| Exercise prompt |
Render the lines from the one containing "query: city skyline" through the one containing "62 65 L 120", inclusive, as a numbered list, dropping any blank lines.

| The data |
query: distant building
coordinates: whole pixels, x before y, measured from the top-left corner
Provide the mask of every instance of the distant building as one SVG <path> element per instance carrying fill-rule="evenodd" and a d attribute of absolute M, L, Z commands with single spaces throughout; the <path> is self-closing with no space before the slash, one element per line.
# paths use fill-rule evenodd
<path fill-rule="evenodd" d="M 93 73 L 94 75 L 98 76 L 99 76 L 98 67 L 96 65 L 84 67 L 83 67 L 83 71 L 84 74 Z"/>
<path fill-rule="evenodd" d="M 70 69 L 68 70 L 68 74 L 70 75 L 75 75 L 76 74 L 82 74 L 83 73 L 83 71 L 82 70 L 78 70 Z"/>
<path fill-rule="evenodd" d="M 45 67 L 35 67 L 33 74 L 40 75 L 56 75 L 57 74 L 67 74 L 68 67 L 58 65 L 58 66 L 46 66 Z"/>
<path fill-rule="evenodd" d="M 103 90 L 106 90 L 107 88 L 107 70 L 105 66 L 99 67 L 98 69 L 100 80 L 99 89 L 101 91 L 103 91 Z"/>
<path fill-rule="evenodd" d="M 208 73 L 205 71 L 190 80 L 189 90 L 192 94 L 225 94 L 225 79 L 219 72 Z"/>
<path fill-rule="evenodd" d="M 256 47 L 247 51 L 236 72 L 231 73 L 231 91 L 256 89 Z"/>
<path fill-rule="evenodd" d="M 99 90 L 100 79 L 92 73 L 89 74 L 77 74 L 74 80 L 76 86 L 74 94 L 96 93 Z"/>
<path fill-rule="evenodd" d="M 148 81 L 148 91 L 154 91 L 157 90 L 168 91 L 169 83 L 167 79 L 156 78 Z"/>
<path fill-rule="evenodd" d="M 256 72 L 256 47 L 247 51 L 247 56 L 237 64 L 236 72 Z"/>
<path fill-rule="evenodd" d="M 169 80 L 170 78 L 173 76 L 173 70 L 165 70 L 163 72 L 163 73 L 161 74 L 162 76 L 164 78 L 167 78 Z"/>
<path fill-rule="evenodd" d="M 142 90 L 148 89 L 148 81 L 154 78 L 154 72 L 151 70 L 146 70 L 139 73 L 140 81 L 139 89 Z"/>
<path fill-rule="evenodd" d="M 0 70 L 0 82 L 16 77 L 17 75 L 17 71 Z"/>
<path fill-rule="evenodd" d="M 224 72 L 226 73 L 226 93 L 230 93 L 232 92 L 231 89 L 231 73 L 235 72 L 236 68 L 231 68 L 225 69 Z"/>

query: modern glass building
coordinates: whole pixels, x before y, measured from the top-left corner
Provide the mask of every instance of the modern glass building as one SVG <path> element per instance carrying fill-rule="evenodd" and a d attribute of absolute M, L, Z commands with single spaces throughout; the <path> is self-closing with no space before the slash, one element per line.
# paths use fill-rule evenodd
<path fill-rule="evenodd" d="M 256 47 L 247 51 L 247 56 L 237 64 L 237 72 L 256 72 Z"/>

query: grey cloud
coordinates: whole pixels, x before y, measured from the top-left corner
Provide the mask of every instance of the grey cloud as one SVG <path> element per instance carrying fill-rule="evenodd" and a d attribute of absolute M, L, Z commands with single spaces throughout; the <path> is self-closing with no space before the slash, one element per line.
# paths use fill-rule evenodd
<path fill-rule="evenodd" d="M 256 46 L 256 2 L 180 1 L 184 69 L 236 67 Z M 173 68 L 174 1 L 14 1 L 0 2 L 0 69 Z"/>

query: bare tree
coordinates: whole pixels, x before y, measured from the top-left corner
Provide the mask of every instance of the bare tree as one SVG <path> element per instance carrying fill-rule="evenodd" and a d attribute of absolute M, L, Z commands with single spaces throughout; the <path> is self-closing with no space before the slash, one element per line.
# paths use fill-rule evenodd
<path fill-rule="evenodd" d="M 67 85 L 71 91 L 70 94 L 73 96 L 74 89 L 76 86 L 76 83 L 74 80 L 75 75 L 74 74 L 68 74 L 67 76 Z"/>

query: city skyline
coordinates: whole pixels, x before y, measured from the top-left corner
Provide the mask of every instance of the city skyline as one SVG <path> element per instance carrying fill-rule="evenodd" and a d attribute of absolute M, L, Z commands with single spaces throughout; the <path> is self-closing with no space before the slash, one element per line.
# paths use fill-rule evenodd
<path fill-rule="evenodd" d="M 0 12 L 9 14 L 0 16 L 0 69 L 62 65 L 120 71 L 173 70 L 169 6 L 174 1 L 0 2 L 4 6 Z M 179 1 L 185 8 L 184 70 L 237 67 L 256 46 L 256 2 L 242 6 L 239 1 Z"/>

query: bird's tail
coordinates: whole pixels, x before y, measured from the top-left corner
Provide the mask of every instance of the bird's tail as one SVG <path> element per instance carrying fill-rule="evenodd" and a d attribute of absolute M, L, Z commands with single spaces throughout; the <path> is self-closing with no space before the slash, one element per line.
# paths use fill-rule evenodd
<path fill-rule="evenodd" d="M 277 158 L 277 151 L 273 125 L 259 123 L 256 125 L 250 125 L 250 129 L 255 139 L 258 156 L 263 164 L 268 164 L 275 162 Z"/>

| Written solution |
1. query: city skyline
2. coordinates: whole pixels, x before y, measured from the top-left corner
3. Provide the mask of every instance of the city skyline as one SVG <path> element per instance carrying fill-rule="evenodd" and a d attribute of absolute M, L, Z commands with single spaces throughout; the <path> is self-closing with no space before the slash, one element per line.
4. # paths use fill-rule evenodd
5. <path fill-rule="evenodd" d="M 0 12 L 9 14 L 0 16 L 0 69 L 62 65 L 120 71 L 173 70 L 169 6 L 174 1 L 0 2 L 4 6 Z M 179 1 L 185 8 L 184 70 L 237 67 L 256 46 L 256 2 L 242 6 L 239 1 Z"/>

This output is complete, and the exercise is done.